Dataset items:
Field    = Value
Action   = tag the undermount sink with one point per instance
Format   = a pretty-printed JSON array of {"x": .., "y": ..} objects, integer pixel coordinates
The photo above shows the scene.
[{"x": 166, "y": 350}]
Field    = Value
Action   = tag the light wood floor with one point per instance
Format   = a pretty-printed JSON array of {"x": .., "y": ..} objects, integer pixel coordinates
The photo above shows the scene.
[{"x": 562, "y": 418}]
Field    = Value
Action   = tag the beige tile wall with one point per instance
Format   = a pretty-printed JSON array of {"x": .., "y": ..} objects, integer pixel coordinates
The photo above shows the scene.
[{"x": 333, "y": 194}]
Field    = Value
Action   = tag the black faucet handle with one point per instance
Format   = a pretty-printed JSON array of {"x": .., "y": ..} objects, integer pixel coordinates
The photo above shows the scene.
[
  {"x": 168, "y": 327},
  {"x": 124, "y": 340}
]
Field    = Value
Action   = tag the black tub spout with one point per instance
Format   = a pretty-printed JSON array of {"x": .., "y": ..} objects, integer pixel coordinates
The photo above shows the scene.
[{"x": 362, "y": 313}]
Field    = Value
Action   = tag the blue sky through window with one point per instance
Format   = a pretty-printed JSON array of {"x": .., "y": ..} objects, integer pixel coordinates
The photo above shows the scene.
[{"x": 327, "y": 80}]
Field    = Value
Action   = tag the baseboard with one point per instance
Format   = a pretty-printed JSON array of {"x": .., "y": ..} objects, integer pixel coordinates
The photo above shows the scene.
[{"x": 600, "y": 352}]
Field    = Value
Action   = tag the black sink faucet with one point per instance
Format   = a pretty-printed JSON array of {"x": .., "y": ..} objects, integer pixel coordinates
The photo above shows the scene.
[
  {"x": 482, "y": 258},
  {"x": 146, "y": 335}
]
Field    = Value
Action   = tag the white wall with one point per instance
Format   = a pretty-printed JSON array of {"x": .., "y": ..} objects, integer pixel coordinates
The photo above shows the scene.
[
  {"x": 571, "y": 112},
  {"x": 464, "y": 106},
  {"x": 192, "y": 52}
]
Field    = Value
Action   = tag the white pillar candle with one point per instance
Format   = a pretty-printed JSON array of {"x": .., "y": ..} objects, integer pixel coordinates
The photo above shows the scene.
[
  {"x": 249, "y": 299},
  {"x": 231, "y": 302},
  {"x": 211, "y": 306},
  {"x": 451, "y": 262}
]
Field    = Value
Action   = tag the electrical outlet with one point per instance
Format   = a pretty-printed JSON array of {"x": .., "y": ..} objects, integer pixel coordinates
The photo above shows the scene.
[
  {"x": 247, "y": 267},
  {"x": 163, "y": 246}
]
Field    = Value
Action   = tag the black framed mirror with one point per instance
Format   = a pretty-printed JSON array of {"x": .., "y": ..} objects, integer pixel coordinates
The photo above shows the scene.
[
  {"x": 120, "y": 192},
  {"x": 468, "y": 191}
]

* _Directions_:
Go through the listing and print each line exactly as it appears.

* _Solution to this task_:
Field    = Value
Action   = tag the undermount sink with one point per instance
Format   = a pretty-printed JSON array of {"x": .., "y": ..} objects, integer pixel coordinates
The photo above shows the scene.
[{"x": 166, "y": 350}]
Field    = Value
Action   = tag the light wood floor with one point per instance
Format   = a pretty-printed JSON array of {"x": .., "y": ..} objects, integer pixel coordinates
The photo above shows the scene.
[{"x": 562, "y": 418}]
Field    = Value
Action   = tag the beige tile wall with one point per instance
Format   = a pretty-printed JSON array of {"x": .., "y": ..} objects, integer pixel coordinates
The photo above shows the scene.
[{"x": 333, "y": 194}]
Field    = Value
Action   = tag the black faucet handle with one point per instance
Format   = a pretty-printed JSON array of {"x": .., "y": ..} objects, integer pixel coordinates
The photo above shows the scene.
[
  {"x": 168, "y": 327},
  {"x": 124, "y": 340}
]
Field    = Value
Action   = tag the black tub spout with one point per instance
Format   = a pretty-printed JSON array of {"x": .., "y": ..} objects, integer pixel coordinates
The photo above shows the scene.
[{"x": 362, "y": 313}]
Field    = Value
Action   = tag the blue sky through window with one point per instance
Format   = a pretty-printed JSON array of {"x": .., "y": ..} objects, integer pixel coordinates
The photo above shows the scene.
[{"x": 327, "y": 80}]
Field    = Value
Action   = tag the baseboard with one point per instance
Format   = a pretty-printed JSON array of {"x": .., "y": ..} objects, integer pixel coordinates
The photo above shows the scene.
[{"x": 600, "y": 352}]
Field    = Value
Action   = tag the black sink faucet with one point per instance
Format   = a pretty-printed JSON array of {"x": .., "y": ..} objects, integer pixel coordinates
The photo above shows the scene.
[
  {"x": 482, "y": 258},
  {"x": 146, "y": 335}
]
Field    = Value
Action   = tag the white wall with one point per instance
Format   = a pretty-printed JSON array of {"x": .., "y": ..} objects, integer pixel coordinates
The photo above shows the scene.
[
  {"x": 571, "y": 112},
  {"x": 464, "y": 106},
  {"x": 192, "y": 52}
]
Field    = Value
Action   = tag the white pillar candle with one point per instance
Format   = a pretty-printed JSON array of {"x": .., "y": ..} objects, integer pixel coordinates
The photo above shows the scene.
[
  {"x": 249, "y": 299},
  {"x": 231, "y": 302},
  {"x": 211, "y": 306},
  {"x": 451, "y": 262}
]
Field    = Value
Action   = tag the electrical outlet with one point per instance
Format   = a pretty-printed JSON array of {"x": .., "y": ..} objects, integer pixel coordinates
The photo above shows the scene.
[
  {"x": 247, "y": 267},
  {"x": 163, "y": 246}
]
Field    = Value
Action   = tag the black framed mirror with one point per instance
Format   = a pretty-printed JSON array of {"x": .., "y": ..} objects, integer pixel coordinates
The photo above shows the scene.
[
  {"x": 120, "y": 192},
  {"x": 468, "y": 191}
]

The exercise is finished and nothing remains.